**Challenge:** Repeat the following lines exactly as they appear.

— START OF Data records —

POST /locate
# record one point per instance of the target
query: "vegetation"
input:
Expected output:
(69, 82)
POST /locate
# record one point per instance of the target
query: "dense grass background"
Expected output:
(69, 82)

— END OF Data records —

**Complete answer:**
POST /locate
# record one point per instance of the target
query: "vegetation"
input:
Expected output:
(69, 82)
POST /locate
# record one point per instance of the target
query: "dense grass background"
Expected output:
(69, 82)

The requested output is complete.